**Required actions**
a) Switch "version" to "release" in the email below, and write out its passage from "I have found" to "error, might not." with that change.
b) Give only the number of lines in the records that contain the string "forehead", counting only matches in that exact case.

**Text shown**
I have found the 5.5 version of <@url> to work much better, and be
less buggy.
As a thought, are you sending post as an array, or as a postarg
string. If one doesn't work, maybe the other? or maybe a SPACE after
the equal? might throw an error, might not.
--
Robert Garcia
President - BigHead Technology
VP Application Development - eventpix.com
13653 West Park Dr
Magalia, Ca 95954
ph: 530.645.4040 x222 fax: 530.645.4040
[EMAIL PROTECTED] - [EMAIL PROTECTED]
http://bighead.net/ - http://eventpix.com/
On Mar 10, 2006, at 7:39 PM, William M Conlon wrote:
I'm having a hard time getting Paypal Instant Payment Notification
to validate.
The process requires me to post-back to Paypal the same data that
they posted to me. I'm using Bryan Hughes' paypal_notify.taf as a
prototype, but I can't get Paypal to respond to my POST-back with a
'Verified' answer. I always get an 'Invalid' answer.

**Extracted entries**
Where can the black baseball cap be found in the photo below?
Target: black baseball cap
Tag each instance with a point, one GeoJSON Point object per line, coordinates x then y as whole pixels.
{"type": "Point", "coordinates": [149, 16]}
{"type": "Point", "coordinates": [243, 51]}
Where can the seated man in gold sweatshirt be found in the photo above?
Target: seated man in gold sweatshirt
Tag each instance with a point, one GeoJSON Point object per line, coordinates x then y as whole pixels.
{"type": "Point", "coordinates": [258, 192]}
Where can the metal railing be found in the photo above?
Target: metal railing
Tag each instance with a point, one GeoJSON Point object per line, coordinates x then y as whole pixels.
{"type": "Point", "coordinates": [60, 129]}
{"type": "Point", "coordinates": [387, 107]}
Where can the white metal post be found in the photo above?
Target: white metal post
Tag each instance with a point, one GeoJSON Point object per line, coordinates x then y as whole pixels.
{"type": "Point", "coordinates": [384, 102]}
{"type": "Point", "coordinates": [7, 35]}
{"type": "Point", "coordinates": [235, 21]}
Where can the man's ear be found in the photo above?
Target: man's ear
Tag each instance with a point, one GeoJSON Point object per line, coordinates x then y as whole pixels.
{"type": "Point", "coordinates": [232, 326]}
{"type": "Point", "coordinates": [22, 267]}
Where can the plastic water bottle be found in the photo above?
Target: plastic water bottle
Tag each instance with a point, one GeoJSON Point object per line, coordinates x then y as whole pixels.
* * *
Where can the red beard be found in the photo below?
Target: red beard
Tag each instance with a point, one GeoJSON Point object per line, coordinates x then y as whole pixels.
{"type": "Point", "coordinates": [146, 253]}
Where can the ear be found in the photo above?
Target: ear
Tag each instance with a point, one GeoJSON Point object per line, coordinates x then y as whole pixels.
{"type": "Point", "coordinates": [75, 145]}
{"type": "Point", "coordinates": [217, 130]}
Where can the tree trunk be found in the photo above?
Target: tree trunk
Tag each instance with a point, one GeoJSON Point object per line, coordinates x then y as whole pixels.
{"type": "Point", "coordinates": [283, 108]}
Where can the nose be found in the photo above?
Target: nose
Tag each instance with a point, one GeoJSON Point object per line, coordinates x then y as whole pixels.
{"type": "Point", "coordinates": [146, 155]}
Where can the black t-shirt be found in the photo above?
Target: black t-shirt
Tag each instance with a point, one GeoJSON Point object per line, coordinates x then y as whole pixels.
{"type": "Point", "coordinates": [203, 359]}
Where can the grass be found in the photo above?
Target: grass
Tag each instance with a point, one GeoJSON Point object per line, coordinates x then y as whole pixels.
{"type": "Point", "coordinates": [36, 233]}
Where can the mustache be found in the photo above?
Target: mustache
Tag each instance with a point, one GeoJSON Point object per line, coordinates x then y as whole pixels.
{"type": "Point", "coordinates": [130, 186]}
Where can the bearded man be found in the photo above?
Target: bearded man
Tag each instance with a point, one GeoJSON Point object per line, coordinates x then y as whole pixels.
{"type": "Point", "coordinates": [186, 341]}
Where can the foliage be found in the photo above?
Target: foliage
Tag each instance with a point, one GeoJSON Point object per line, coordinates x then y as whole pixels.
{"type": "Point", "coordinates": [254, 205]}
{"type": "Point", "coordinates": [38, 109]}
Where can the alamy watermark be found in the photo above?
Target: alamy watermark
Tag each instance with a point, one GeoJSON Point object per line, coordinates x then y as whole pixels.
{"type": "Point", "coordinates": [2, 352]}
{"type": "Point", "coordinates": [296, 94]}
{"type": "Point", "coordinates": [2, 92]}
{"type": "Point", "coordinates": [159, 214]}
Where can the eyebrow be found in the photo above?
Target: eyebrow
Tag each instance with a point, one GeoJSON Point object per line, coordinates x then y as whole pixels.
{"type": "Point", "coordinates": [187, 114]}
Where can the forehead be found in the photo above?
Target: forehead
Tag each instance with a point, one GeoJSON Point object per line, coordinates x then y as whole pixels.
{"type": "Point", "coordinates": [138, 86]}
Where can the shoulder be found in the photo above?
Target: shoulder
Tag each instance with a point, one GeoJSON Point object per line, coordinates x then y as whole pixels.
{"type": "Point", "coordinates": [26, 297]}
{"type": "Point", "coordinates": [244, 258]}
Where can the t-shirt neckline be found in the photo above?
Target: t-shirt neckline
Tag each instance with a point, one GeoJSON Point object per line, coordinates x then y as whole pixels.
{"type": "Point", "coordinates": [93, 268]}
---
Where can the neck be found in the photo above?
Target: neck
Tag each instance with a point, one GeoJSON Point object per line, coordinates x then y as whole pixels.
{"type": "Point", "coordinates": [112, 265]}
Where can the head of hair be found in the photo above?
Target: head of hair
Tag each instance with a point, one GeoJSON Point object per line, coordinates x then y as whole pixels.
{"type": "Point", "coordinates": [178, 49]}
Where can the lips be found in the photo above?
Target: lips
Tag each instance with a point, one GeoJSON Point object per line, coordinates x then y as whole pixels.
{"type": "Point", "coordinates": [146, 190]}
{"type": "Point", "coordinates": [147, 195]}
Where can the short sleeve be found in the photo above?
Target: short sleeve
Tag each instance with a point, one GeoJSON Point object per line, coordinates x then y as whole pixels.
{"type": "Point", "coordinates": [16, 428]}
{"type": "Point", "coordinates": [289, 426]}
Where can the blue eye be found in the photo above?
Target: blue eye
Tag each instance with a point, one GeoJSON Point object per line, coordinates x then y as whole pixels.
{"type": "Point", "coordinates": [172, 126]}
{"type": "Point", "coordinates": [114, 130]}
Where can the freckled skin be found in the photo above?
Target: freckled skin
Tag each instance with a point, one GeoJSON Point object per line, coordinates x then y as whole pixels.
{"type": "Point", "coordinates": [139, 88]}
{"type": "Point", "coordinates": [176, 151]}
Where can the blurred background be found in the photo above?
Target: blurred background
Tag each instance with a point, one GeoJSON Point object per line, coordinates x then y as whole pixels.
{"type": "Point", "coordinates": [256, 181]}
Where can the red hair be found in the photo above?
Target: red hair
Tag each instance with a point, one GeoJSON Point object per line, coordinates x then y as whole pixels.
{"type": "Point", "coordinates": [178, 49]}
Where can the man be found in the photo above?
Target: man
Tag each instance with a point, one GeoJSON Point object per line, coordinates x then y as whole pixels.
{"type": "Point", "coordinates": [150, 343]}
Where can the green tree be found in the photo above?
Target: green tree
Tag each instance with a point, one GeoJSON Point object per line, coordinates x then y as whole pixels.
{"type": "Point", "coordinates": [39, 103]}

**Expected responses**
a)
I have found the 5.5 release of <@url> to work much better, and be
less buggy.
As a thought, are you sending post as an array, or as a postarg
string. If one doesn't work, maybe the other? or maybe a SPACE after
the equal? might throw an error, might not.

b) 2